**WORKING DATA:**
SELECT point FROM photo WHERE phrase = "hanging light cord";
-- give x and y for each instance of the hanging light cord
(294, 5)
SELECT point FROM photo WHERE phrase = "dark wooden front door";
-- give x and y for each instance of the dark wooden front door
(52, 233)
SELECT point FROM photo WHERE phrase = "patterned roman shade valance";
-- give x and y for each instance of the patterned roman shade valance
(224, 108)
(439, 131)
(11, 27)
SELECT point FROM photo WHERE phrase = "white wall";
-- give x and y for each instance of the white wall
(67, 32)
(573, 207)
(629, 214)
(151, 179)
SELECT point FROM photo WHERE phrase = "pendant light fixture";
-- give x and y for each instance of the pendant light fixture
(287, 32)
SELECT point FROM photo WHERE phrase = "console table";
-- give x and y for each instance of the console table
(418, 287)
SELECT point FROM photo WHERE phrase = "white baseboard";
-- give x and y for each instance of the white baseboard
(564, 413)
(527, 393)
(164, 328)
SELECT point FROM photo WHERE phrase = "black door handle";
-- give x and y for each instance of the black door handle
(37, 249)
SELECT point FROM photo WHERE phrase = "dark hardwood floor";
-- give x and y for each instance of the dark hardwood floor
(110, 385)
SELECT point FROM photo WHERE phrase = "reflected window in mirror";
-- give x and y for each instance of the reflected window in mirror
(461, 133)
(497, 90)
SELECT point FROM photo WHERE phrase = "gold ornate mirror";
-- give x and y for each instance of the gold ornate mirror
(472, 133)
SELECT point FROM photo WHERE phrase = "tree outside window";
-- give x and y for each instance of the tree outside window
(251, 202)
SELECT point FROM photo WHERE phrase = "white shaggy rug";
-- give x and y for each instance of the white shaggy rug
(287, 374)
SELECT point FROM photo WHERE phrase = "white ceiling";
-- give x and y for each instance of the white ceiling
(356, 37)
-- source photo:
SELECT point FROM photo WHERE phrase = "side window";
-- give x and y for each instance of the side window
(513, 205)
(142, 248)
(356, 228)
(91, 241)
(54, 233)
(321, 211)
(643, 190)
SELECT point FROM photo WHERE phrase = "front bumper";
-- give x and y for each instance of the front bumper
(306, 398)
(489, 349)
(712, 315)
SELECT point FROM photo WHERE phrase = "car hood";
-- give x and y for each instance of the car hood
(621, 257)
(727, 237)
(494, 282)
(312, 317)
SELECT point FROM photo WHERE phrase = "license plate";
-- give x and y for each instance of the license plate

**ASSIGNMENT:** Give back all of the data exactly, with every line intact.

**SOLUTION FOR THIS EXERCISE:**
SELECT point FROM photo WHERE phrase = "hanging light cord";
-- give x and y for each instance of the hanging light cord
(294, 5)
SELECT point FROM photo WHERE phrase = "dark wooden front door";
-- give x and y for each instance of the dark wooden front door
(52, 233)
SELECT point FROM photo WHERE phrase = "patterned roman shade valance";
-- give x and y for each instance of the patterned roman shade valance
(224, 108)
(439, 131)
(11, 27)
SELECT point FROM photo WHERE phrase = "white wall";
-- give x and y for each instance of the white wall
(67, 32)
(573, 207)
(629, 214)
(151, 179)
SELECT point FROM photo WHERE phrase = "pendant light fixture";
-- give x and y for each instance of the pendant light fixture
(287, 32)
SELECT point FROM photo WHERE phrase = "console table";
-- give x and y for each instance of the console table
(418, 287)
SELECT point FROM photo WHERE phrase = "white baseboard";
-- give x and y for each instance of the white baseboard
(564, 413)
(527, 393)
(164, 328)
SELECT point FROM photo WHERE phrase = "black door handle";
-- give x and y for each instance of the black door handle
(37, 249)
SELECT point FROM photo WHERE phrase = "dark hardwood floor";
-- give x and y for each instance of the dark hardwood floor
(110, 385)
SELECT point FROM photo WHERE phrase = "reflected window in mirror";
-- give x and y for each instance of the reflected window in mirror
(461, 133)
(497, 90)
SELECT point FROM photo WHERE phrase = "gold ornate mirror";
-- give x and y for each instance of the gold ornate mirror
(472, 133)
SELECT point FROM photo WHERE phrase = "tree outside window";
-- give x and y for each instance of the tree outside window
(251, 202)
SELECT point FROM photo WHERE phrase = "white shaggy rug";
-- give x and y for each instance of the white shaggy rug
(287, 374)
SELECT point FROM photo WHERE phrase = "white ceiling";
-- give x and y for each instance of the white ceiling
(356, 37)
-- source photo:
SELECT point FROM photo WHERE phrase = "side window";
-- give x and y for each instance of the side window
(513, 205)
(142, 248)
(356, 228)
(91, 241)
(54, 233)
(321, 211)
(643, 190)
SELECT point FROM photo WHERE phrase = "front bumper";
-- give x and y for each instance of the front bumper
(306, 398)
(489, 349)
(712, 315)
SELECT point FROM photo WHERE phrase = "car hood";
-- give x and y for each instance of the car hood
(621, 257)
(727, 237)
(494, 282)
(312, 317)
SELECT point FROM photo WHERE phrase = "license plate";
-- give x and y for each instance of the license plate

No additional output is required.